**Texto:**
★ ★ ★ ★

En el mes de octubre de 1832 arribó a Puerto Soledad la corbeta Sarandí, un clíper que se había destacado en los combates de la Guerra del Brasil. Comandada por José María Pinedo, transportaba al sargento mayor de artillería, el francés Juan Esteban Francisco Mestivier, nombrado Comandante Civil y Militar interino en reemplazo de Vernet, que estaba en Buenos Aires declarando por el ataque de la Lexington. Iba con instrucciones precisas del Gobierno para imponer el orden, reunir a los colonos que huyeron al interior de las Islas o que con engaño fueron transportados y arrojados clandestinamente en las costas del Estado Oriental, y reconstruir las propiedades públicas que fueron arrasadas durante el asalto de los norteamericanos, en acuerdo con el representante de Vernet, Mattew Brisbane. Pero Mestivier corrió peor suerte que su predecesor. Fue asesinado en un motín. Ante el vacío de poder, Pinedo se vio obligado a asumir la Comandancia. Tal era la situación en el archipiélago cuando se produjo el ataque de la corbeta S.M.B Clío, ordenado por el almirante Thomas Baker, jefe de la estación naval británica en Sudamérica.

El 24 de enero de 1833 el Gobernador de Buenos Aires, Juan Ramón Balcarce, le relataba a la Junta de Representantes los sucesos que habían ocurrido en las Islas. A su vez Onslow le entregó a Pinedo un escueto, pero descomedido comunicado.

★ ★ ★ ★

(Datos almacenados)
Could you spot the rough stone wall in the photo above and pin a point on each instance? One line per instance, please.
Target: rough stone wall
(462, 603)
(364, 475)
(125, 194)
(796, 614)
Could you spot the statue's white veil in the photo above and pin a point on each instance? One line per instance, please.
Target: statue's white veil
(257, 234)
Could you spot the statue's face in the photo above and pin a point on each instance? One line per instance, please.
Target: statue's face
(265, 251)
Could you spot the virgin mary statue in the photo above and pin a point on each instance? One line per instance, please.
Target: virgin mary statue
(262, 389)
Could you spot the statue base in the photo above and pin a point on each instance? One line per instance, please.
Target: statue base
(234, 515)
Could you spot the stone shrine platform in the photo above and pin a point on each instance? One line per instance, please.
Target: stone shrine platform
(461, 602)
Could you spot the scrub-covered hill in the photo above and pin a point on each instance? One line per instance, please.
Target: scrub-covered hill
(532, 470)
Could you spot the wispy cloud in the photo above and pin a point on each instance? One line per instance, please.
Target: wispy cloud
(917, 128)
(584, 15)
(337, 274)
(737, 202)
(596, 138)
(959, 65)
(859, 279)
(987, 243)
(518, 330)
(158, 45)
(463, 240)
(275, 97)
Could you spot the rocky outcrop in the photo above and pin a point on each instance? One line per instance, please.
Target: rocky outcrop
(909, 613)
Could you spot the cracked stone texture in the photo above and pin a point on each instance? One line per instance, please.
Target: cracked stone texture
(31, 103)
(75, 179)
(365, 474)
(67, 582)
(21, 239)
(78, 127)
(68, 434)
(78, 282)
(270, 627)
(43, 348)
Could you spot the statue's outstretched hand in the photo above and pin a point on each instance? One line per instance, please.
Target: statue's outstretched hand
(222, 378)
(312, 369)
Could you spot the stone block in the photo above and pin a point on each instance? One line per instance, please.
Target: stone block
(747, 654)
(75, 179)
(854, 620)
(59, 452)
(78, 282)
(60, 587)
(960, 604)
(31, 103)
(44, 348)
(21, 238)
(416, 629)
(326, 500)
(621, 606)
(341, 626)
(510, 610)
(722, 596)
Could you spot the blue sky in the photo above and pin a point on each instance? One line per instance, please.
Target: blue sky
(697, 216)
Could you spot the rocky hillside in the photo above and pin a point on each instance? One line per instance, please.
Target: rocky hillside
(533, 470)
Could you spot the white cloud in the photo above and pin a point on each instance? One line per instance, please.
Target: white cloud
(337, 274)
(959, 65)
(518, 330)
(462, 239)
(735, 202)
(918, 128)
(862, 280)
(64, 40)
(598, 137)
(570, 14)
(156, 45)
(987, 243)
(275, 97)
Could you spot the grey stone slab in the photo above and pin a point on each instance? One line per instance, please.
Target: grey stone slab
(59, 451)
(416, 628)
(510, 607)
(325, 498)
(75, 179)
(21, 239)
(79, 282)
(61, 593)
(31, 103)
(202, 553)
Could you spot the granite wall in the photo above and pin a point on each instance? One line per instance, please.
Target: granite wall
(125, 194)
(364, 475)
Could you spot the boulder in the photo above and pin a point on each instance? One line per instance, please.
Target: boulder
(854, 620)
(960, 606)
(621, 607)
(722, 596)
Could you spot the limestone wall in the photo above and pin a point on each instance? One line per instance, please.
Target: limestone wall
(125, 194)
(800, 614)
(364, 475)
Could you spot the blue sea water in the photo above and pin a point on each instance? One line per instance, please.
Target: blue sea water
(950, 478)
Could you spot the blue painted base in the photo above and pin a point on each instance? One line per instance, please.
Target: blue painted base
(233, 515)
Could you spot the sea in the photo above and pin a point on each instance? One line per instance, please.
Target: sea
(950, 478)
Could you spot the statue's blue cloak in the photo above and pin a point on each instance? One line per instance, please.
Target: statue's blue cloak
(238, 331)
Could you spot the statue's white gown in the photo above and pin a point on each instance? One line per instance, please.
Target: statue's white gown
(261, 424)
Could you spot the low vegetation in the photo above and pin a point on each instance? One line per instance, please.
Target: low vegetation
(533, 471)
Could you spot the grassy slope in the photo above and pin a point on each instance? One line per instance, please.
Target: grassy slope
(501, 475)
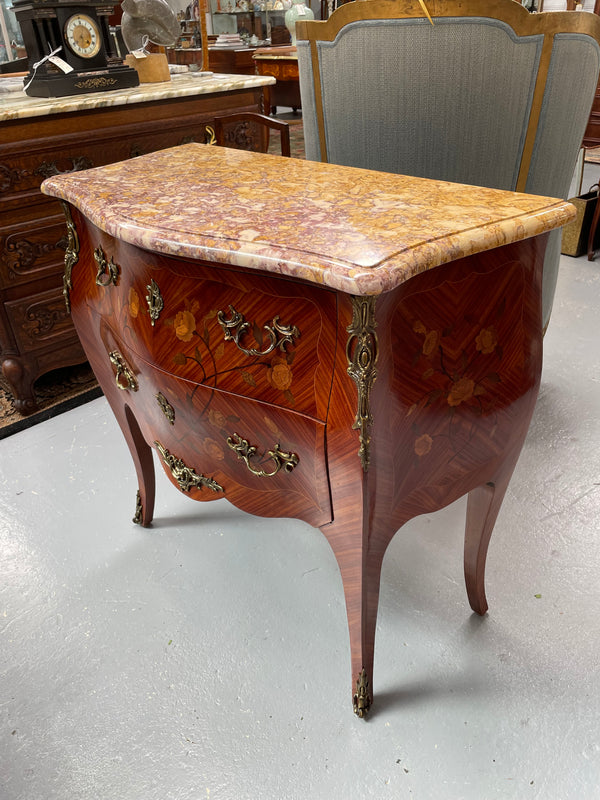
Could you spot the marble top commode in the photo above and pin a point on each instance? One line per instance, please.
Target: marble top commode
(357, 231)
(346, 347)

★ ★ ★ ★

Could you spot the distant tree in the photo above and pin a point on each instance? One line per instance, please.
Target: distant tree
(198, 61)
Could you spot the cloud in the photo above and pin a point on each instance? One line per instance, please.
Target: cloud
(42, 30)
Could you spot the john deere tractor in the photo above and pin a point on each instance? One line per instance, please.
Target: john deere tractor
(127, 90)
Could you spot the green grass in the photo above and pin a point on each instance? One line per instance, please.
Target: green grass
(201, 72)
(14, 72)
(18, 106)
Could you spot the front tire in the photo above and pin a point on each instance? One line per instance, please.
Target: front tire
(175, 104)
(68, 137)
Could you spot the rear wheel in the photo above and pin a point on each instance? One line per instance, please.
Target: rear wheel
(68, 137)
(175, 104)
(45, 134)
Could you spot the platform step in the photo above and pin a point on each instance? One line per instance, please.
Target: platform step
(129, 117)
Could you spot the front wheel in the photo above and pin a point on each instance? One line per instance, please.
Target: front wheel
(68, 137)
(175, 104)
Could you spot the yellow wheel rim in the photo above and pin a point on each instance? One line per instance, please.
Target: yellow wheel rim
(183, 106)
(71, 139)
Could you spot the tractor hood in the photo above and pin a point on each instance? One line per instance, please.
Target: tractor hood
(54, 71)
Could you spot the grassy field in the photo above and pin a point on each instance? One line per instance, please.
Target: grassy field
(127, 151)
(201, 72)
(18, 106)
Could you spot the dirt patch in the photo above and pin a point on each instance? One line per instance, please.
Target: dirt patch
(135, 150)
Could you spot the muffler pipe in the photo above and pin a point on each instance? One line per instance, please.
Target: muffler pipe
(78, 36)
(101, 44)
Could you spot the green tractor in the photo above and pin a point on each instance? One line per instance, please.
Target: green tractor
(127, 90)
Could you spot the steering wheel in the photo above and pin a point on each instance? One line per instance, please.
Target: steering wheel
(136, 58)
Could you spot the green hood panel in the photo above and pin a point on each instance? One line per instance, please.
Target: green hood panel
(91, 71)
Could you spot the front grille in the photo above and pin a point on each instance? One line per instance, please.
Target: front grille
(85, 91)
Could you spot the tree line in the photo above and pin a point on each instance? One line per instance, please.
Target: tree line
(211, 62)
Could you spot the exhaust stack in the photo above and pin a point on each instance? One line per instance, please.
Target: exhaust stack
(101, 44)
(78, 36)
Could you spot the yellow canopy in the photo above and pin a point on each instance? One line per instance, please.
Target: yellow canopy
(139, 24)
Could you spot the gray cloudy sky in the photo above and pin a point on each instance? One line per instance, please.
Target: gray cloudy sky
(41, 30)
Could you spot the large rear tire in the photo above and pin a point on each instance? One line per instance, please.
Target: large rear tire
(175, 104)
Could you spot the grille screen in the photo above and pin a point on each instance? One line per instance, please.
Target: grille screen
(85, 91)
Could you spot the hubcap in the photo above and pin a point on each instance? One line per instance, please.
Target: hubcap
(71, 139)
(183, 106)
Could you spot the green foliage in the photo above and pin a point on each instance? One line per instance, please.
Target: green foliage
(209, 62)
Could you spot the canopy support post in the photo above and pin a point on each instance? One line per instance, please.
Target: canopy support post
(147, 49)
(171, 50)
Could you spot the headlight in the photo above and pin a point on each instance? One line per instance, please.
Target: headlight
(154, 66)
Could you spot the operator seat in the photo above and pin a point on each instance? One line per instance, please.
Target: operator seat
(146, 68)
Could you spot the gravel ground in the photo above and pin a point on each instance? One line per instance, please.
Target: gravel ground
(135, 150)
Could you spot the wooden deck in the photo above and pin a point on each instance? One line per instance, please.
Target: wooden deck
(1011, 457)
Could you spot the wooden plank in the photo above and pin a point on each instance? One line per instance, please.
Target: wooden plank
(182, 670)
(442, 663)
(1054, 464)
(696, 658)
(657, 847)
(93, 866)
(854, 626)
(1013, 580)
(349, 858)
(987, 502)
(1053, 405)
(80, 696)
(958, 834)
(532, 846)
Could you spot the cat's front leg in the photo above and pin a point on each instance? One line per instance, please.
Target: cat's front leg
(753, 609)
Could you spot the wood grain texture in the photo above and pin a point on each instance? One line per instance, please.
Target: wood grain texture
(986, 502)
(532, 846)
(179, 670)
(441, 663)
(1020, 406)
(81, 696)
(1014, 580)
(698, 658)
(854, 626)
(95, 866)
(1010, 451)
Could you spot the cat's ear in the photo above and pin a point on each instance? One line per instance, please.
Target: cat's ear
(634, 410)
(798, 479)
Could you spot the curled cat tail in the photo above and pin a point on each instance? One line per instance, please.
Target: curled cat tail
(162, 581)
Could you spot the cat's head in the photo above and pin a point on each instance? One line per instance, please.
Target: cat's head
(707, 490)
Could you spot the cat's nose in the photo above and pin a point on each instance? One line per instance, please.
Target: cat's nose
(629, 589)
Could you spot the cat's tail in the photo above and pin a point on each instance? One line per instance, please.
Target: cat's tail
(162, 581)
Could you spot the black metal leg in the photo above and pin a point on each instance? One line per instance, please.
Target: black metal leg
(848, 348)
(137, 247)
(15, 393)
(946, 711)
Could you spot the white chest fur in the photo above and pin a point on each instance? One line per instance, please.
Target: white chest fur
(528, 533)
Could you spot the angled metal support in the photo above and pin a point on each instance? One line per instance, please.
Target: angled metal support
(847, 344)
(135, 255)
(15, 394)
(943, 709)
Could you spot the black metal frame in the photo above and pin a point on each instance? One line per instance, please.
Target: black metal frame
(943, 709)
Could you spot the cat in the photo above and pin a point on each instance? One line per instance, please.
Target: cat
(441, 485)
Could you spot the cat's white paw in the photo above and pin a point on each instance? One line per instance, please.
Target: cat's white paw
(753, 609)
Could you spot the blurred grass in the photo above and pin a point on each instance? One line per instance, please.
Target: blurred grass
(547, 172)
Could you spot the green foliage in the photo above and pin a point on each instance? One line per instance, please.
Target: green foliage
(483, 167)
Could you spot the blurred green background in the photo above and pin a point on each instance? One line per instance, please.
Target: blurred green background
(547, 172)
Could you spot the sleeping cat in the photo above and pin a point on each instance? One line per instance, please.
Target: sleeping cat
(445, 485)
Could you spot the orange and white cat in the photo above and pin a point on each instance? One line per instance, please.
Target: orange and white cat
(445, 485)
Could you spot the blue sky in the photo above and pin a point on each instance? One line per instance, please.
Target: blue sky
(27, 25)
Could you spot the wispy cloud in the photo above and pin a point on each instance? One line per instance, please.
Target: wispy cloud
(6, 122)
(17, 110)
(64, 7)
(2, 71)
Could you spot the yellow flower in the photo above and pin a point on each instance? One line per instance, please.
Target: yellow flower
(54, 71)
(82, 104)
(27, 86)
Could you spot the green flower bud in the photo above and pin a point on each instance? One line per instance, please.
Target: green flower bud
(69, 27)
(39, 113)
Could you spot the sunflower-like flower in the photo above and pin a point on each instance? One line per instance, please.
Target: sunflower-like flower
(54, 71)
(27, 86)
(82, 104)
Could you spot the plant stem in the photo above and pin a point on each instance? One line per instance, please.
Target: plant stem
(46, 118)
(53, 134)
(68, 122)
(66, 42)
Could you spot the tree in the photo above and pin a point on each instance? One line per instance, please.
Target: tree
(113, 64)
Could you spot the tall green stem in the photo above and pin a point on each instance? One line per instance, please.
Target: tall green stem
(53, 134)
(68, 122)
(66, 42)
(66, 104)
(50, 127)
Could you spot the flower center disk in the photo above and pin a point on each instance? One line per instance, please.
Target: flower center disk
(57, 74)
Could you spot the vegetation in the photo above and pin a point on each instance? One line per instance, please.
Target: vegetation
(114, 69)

★ ★ ★ ★

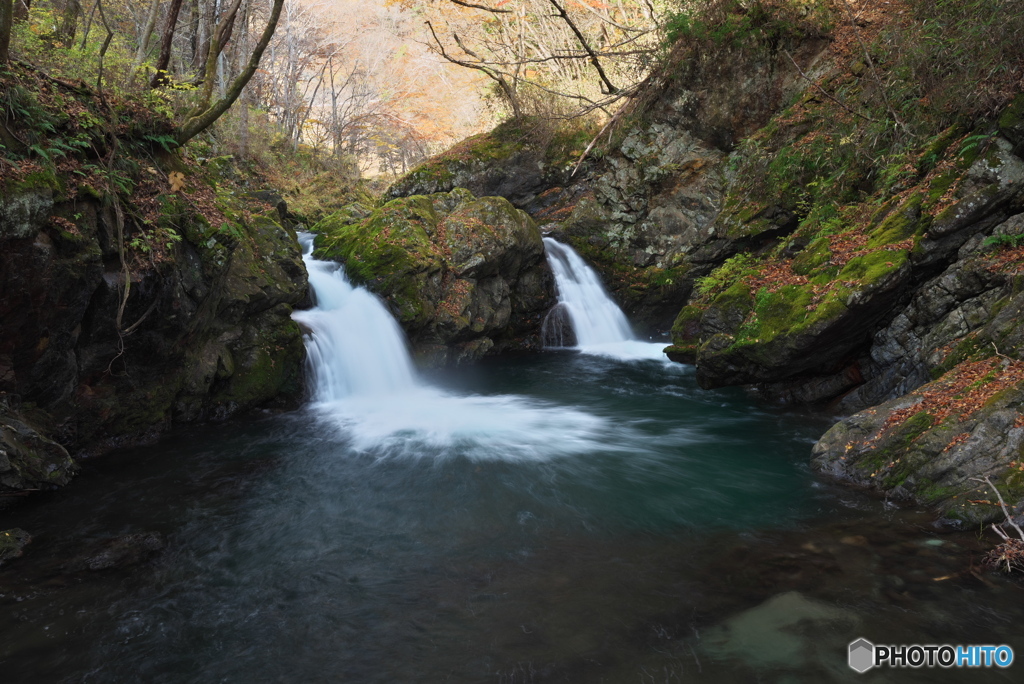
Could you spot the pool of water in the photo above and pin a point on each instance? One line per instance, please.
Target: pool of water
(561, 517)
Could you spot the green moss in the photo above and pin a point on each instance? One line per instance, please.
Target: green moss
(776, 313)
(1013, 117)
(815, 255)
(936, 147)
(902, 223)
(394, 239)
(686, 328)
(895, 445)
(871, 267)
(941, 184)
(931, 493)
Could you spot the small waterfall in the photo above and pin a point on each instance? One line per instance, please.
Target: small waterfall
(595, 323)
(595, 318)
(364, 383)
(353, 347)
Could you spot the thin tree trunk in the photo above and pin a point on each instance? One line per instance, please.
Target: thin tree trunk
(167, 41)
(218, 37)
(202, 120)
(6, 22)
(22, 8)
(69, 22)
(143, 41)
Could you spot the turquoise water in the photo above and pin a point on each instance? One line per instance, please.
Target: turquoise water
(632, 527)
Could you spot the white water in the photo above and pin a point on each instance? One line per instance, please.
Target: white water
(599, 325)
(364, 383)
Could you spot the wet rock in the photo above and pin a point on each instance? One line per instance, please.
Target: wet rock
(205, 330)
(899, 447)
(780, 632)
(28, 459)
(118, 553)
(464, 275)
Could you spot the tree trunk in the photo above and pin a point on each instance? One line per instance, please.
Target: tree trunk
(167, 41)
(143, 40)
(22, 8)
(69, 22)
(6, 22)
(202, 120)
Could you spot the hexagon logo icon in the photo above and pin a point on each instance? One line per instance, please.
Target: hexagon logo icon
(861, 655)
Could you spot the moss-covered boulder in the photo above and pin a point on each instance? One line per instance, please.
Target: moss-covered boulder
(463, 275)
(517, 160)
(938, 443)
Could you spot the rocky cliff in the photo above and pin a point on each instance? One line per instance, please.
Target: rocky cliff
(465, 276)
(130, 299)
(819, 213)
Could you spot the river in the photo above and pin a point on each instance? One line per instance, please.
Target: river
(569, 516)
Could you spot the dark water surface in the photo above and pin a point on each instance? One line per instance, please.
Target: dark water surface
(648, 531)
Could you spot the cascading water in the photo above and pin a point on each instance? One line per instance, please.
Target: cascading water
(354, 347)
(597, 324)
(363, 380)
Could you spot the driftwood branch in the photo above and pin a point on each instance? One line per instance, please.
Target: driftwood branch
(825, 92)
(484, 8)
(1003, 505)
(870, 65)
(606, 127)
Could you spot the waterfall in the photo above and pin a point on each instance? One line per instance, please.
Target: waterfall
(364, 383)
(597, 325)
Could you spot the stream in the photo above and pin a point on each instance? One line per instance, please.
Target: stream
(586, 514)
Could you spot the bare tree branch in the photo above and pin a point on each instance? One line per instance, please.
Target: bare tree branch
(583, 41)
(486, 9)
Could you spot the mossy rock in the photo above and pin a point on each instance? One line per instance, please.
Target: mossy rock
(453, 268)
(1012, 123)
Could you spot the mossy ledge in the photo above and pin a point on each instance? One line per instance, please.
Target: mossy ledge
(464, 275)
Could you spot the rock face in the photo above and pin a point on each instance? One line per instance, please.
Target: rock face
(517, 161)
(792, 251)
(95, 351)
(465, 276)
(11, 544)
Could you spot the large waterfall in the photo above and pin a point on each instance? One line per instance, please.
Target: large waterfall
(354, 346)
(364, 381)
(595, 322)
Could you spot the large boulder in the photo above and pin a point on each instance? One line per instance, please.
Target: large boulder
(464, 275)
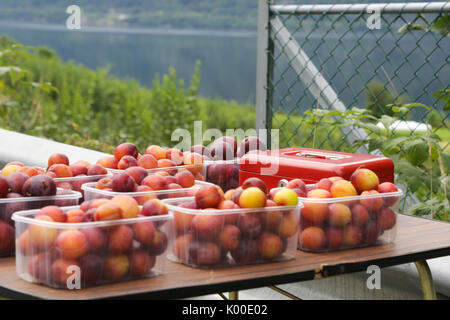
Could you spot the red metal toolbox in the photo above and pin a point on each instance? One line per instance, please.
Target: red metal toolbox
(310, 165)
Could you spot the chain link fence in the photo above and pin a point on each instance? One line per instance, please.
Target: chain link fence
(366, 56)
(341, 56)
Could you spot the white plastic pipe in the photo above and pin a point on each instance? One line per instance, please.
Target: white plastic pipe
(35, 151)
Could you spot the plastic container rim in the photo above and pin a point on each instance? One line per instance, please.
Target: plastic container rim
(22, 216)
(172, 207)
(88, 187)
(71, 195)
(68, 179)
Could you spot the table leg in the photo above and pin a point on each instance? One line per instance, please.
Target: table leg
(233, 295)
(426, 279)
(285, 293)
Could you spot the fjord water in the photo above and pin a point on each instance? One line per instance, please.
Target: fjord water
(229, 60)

★ ★ ★ ★

**Qué hacer:**
Reproduce íntegramente el texto sobre la llegada de la corbeta Sarandí a Puerto Soledad, sin cambiar nada.

**Resultado:**
En el mes de octubre de 1832 arribó a Puerto Soledad la corbeta Sarandí, un clíper que se había destacado en los combates de la Guerra del Brasil. Comandada por José María Pinedo, transportaba al sargento mayor de artillería, el francés Juan Esteban Francisco Mestivier, nombrado Comandante Civil y Militar interino en reemplazo de Vernet, que estaba en Buenos Aires declarando por el ataque de la Lexington. Iba con instrucciones precisas del Gobierno para imponer el orden, reunir a los colonos que huyeron al interior de las Islas o que con engaño fueron transportados y arrojados clandestinamente en las costas del Estado Oriental, y reconstruir las propiedades públicas que fueron arrasadas durante el asalto de los norteamericanos, en acuerdo con el representante de Vernet, Mattew Brisbane. Pero Mestivier corrió peor suerte que su predecesor. Fue asesinado en un motín. Ante el vacío de poder, Pinedo se vio obligado a asumir la Comandancia. Tal era la situación en el archipiélago cuando se produjo el ataque de la corbeta S.M.B Clío, ordenado por el almirante Thomas Baker, jefe de la estación naval británica en Sudamérica.

El 24 de enero de 1833 el Gobernador de Buenos Aires, Juan Ramón Balcarce, le relataba a la Junta de Representantes los sucesos que habían ocurrido en las Islas. A su vez Onslow le entregó a Pinedo un escueto, pero descomedido comunicado.